**DATA FOR PROCESSING**:
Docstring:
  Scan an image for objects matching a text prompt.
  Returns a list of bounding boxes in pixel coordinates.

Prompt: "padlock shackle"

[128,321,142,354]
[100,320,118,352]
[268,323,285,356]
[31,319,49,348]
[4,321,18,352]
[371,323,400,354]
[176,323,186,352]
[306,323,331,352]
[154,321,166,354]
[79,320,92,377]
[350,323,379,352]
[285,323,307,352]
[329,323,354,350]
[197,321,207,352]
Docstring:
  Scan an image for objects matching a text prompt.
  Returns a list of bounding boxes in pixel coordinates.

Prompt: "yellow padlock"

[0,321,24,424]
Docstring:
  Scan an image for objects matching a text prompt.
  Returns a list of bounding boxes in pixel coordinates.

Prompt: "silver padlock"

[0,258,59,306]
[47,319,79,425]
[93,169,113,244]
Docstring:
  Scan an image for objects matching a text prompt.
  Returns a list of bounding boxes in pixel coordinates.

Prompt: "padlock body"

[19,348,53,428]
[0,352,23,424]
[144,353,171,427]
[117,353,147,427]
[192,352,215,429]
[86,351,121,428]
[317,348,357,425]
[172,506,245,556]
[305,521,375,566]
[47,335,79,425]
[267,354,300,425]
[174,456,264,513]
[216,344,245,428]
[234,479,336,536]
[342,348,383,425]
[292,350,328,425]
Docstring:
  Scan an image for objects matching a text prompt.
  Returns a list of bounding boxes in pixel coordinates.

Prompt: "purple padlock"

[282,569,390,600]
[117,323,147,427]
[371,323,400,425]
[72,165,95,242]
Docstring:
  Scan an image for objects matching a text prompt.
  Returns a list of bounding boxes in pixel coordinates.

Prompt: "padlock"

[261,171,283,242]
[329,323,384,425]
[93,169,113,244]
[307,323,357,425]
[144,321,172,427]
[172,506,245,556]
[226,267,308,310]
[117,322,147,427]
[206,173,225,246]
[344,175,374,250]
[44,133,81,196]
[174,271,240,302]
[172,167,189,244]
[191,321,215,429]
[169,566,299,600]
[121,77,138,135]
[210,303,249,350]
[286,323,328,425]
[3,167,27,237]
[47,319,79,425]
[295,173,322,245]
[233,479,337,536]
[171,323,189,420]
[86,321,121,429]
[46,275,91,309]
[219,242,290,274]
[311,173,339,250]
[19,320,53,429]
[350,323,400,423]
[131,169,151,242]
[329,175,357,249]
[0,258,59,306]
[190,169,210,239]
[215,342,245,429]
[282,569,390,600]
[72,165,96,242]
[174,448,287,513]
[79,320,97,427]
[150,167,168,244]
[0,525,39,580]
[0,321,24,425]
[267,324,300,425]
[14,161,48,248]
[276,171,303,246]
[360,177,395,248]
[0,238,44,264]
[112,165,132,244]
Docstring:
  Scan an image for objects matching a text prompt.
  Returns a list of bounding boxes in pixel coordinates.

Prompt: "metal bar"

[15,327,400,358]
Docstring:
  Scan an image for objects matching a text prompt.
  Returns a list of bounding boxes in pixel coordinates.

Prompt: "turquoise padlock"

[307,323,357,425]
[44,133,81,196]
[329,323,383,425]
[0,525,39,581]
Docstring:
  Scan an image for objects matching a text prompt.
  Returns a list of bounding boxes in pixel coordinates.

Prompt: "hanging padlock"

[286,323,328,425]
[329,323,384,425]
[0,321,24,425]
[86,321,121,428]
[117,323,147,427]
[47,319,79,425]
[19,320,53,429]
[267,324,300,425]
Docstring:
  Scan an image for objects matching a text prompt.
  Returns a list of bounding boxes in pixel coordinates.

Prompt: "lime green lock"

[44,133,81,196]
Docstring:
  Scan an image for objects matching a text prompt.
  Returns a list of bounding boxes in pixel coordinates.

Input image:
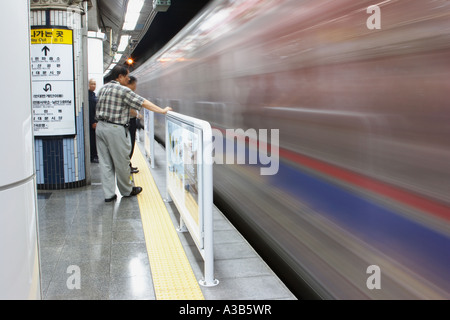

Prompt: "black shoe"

[105,194,117,202]
[124,187,142,198]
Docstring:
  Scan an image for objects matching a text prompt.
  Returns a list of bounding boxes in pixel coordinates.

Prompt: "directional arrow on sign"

[41,46,50,56]
[44,83,52,92]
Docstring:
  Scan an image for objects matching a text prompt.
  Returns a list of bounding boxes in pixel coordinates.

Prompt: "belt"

[99,119,130,128]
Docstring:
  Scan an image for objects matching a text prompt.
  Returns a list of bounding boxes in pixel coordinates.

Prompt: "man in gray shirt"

[95,66,172,202]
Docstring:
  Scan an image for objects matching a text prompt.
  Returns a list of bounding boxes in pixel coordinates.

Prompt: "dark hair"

[111,65,128,80]
[128,76,137,84]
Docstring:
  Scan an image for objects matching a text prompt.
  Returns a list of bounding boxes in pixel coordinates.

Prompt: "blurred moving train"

[133,0,450,299]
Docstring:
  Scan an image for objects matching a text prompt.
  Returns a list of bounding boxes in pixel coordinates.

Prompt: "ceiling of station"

[88,0,212,74]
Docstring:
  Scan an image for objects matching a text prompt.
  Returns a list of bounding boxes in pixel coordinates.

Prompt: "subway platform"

[38,138,296,300]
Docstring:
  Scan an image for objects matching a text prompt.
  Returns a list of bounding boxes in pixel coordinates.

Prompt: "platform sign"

[31,28,76,136]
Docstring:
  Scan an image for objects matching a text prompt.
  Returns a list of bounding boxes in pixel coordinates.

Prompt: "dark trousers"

[128,118,137,162]
[89,128,98,160]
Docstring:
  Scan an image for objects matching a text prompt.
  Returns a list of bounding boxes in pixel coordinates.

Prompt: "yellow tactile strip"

[132,146,204,300]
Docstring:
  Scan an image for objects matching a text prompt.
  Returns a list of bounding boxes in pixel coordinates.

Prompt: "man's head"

[127,76,137,91]
[89,79,97,91]
[111,65,130,86]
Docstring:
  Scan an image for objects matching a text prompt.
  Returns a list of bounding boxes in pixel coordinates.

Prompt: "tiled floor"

[38,139,295,300]
[38,164,155,300]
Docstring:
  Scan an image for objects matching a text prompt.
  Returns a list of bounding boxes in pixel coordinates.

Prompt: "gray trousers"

[95,121,133,199]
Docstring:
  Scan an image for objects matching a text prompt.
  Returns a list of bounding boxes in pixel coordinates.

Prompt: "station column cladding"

[30,0,90,190]
[0,0,41,300]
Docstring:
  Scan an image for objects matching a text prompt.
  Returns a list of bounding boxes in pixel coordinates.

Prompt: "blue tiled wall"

[35,107,86,190]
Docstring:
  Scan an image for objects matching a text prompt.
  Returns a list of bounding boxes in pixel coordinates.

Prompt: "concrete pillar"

[30,0,90,190]
[0,0,41,300]
[88,31,105,93]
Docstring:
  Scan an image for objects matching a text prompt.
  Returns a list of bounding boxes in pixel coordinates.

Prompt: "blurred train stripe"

[280,148,450,221]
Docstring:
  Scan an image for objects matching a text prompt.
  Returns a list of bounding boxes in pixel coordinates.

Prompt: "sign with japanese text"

[31,28,76,136]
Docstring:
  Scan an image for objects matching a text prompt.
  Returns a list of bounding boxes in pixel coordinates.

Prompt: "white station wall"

[0,0,41,299]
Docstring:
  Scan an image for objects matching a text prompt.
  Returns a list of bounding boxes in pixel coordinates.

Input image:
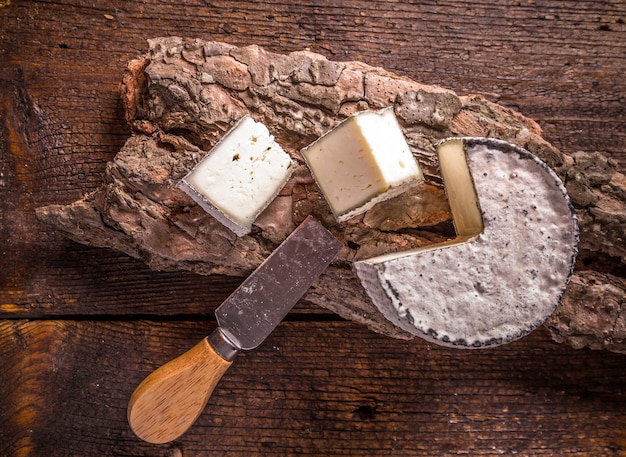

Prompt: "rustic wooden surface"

[0,0,626,456]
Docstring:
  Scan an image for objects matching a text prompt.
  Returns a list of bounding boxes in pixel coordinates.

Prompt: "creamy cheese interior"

[302,108,423,221]
[180,116,294,235]
[437,140,483,237]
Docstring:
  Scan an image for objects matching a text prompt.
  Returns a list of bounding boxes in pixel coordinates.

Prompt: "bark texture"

[37,37,626,352]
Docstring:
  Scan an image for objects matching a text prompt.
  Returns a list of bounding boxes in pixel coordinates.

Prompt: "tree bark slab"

[37,37,626,351]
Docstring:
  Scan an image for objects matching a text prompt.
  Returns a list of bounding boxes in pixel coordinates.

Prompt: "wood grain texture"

[128,338,232,444]
[0,0,626,456]
[0,321,626,456]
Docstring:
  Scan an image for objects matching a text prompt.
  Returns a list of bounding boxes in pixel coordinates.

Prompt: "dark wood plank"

[0,0,626,456]
[0,0,626,317]
[0,321,626,457]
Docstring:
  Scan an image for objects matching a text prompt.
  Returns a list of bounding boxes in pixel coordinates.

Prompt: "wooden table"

[0,0,626,457]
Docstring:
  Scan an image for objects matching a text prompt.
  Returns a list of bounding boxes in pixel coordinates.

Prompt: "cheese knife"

[128,216,342,444]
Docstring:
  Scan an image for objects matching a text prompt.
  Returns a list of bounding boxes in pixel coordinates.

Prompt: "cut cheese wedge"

[178,115,295,236]
[301,108,423,222]
[354,138,578,348]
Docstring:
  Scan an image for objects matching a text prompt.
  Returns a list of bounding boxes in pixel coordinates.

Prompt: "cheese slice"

[354,138,578,348]
[178,115,295,236]
[302,108,423,222]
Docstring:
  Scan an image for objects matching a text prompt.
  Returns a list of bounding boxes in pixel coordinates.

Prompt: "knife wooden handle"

[128,337,232,444]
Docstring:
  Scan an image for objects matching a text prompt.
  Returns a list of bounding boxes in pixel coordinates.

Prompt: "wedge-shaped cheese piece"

[302,108,423,222]
[178,115,295,236]
[354,138,578,348]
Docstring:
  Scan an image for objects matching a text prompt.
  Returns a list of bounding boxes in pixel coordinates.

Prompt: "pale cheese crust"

[301,107,423,222]
[355,138,578,348]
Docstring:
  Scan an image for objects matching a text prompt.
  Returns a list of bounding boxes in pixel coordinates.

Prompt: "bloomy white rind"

[176,115,296,237]
[354,138,579,348]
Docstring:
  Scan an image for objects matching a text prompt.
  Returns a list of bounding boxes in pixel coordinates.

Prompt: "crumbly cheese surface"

[180,116,294,236]
[355,139,578,348]
[302,108,422,221]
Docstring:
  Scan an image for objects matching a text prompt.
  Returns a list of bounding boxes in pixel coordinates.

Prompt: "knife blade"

[128,216,343,444]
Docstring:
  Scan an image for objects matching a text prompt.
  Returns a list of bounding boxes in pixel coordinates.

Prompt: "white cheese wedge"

[178,115,295,236]
[354,138,578,348]
[301,108,423,222]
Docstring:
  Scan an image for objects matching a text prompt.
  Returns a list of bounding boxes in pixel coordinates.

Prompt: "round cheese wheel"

[354,138,578,348]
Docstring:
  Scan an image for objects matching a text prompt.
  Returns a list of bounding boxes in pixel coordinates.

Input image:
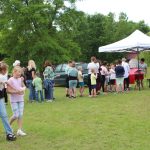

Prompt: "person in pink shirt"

[7,66,26,136]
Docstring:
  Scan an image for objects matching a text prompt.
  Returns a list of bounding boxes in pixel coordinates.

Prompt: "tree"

[0,0,80,65]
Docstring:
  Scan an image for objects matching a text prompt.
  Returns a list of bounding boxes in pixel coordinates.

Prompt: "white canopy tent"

[99,30,150,52]
[99,30,150,90]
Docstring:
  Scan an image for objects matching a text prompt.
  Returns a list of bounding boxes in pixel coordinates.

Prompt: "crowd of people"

[65,57,147,98]
[0,56,147,141]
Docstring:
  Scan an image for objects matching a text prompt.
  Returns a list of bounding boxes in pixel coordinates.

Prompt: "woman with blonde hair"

[25,60,36,102]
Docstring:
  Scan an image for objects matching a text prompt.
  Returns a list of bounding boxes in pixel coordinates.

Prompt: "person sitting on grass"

[0,62,16,141]
[91,69,97,97]
[115,60,125,93]
[78,66,84,97]
[32,73,44,102]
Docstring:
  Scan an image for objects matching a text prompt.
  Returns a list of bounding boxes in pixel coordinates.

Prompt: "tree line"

[0,0,150,66]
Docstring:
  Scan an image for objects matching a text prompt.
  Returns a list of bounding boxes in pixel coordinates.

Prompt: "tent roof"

[99,30,150,52]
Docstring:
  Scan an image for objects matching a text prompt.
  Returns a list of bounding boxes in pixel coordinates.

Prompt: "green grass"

[0,87,150,150]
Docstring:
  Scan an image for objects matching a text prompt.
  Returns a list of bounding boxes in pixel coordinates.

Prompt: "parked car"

[54,62,88,86]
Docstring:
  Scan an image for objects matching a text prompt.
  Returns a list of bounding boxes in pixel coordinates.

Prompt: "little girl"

[78,66,84,97]
[0,62,16,141]
[91,69,97,97]
[7,66,26,136]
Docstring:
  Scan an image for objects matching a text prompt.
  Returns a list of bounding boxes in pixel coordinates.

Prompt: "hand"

[16,91,24,95]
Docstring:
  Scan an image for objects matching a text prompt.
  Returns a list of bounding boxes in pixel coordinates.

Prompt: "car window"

[62,64,67,71]
[55,64,62,72]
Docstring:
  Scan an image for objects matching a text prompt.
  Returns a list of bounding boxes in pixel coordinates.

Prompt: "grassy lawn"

[0,87,150,150]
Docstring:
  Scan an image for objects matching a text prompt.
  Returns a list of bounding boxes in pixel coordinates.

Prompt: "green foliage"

[0,0,80,66]
[0,0,150,66]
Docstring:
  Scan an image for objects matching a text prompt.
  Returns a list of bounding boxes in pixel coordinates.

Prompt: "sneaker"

[66,94,69,97]
[47,99,53,102]
[17,129,27,136]
[6,134,17,141]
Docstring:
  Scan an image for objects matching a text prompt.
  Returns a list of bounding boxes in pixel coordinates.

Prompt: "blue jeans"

[35,90,44,101]
[0,98,13,134]
[44,79,54,100]
[26,80,35,101]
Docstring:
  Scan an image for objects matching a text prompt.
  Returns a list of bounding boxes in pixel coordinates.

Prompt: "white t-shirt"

[87,62,99,74]
[122,62,130,78]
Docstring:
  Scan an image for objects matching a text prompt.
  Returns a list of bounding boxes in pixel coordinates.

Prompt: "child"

[91,69,97,97]
[0,62,16,141]
[7,66,26,136]
[115,60,125,93]
[32,73,44,102]
[68,61,78,98]
[110,64,116,92]
[78,66,84,97]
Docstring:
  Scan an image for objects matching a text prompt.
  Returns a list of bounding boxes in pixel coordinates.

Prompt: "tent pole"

[137,47,141,91]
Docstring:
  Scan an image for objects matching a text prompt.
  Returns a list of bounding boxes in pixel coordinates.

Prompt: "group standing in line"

[0,56,147,141]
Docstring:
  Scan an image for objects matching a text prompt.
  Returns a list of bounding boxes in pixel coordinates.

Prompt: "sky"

[76,0,150,25]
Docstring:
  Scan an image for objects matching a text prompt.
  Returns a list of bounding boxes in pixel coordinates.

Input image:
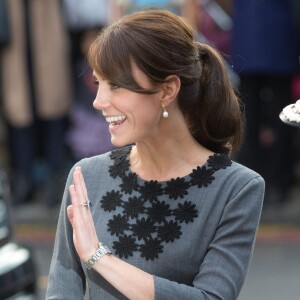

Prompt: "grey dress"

[47,146,264,300]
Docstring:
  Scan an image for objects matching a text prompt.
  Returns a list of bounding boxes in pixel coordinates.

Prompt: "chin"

[111,138,132,148]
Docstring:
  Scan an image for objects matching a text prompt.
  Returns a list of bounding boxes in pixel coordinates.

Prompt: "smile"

[105,116,126,125]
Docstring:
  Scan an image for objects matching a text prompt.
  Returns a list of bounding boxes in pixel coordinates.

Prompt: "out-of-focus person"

[231,0,299,203]
[1,0,72,206]
[62,0,114,162]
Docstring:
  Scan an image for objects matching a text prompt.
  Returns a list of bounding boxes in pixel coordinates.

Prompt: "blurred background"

[0,0,300,300]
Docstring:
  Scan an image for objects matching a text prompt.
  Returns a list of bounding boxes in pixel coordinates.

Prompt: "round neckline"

[126,145,214,186]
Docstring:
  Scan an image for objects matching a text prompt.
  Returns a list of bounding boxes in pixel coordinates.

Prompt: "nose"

[93,89,110,110]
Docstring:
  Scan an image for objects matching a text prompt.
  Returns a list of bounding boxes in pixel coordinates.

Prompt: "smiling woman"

[47,10,264,300]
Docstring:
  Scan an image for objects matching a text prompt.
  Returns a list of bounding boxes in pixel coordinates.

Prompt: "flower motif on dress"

[131,218,156,241]
[207,153,232,171]
[173,201,198,224]
[165,177,190,200]
[120,173,138,195]
[100,190,122,212]
[123,197,145,219]
[107,214,129,236]
[113,234,138,258]
[191,166,215,188]
[109,146,131,162]
[100,146,232,261]
[108,159,130,178]
[139,180,162,201]
[140,238,163,260]
[146,201,172,223]
[157,220,182,243]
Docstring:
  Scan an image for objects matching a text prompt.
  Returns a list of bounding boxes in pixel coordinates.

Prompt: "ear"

[161,75,181,106]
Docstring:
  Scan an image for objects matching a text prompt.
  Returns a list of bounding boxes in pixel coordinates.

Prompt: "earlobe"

[162,75,181,105]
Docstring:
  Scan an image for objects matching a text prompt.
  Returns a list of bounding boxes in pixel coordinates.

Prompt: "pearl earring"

[163,105,169,119]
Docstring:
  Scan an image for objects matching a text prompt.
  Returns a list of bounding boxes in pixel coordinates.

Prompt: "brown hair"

[88,10,243,153]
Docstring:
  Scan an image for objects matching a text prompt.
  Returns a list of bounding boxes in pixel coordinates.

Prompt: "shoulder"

[210,155,265,198]
[223,161,265,202]
[73,146,131,172]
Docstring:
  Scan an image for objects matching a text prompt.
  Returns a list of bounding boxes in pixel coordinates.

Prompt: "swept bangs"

[88,19,158,94]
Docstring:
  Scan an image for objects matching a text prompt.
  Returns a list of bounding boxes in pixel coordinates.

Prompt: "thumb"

[67,205,74,227]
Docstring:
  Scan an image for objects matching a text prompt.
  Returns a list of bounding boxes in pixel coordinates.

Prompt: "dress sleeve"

[154,176,264,300]
[46,165,86,300]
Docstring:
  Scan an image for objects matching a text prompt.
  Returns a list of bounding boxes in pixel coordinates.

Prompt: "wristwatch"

[85,243,111,270]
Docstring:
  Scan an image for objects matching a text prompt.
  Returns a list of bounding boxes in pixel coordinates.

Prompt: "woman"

[47,10,264,300]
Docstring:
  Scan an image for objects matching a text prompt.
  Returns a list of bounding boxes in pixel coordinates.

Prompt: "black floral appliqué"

[108,214,129,236]
[100,146,232,261]
[147,201,172,223]
[100,190,122,211]
[173,201,198,224]
[166,178,189,200]
[131,218,156,240]
[191,166,215,188]
[113,234,138,258]
[108,159,130,178]
[123,197,145,219]
[157,220,182,243]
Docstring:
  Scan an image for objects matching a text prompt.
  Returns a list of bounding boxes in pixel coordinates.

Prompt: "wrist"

[85,243,111,270]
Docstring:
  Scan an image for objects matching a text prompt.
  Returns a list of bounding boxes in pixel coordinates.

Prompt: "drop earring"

[162,105,169,119]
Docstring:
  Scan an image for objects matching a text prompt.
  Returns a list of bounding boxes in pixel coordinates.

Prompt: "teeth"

[106,116,126,123]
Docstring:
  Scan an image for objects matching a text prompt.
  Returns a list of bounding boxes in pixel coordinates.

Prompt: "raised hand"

[67,167,99,261]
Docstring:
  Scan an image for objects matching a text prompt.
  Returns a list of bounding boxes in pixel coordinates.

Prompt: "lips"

[105,115,126,125]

**WRITTEN INSTRUCTION**:
Reproduce the material above without any changes, starting at its first line and ending with the line that contains "[197,321,207,352]".

**EXPECTED ANSWER**:
Docstring:
  Scan an image for objects matching a text prompt.
  Returns a list of bounding boxes in pixel coordinates.

Prompt: "padlock shackle"

[128,321,142,354]
[100,320,118,352]
[268,323,285,356]
[31,319,49,348]
[4,321,18,352]
[371,323,400,354]
[176,323,186,352]
[306,323,331,352]
[154,321,166,354]
[79,320,92,377]
[350,323,379,352]
[285,323,307,352]
[329,323,354,350]
[197,321,207,352]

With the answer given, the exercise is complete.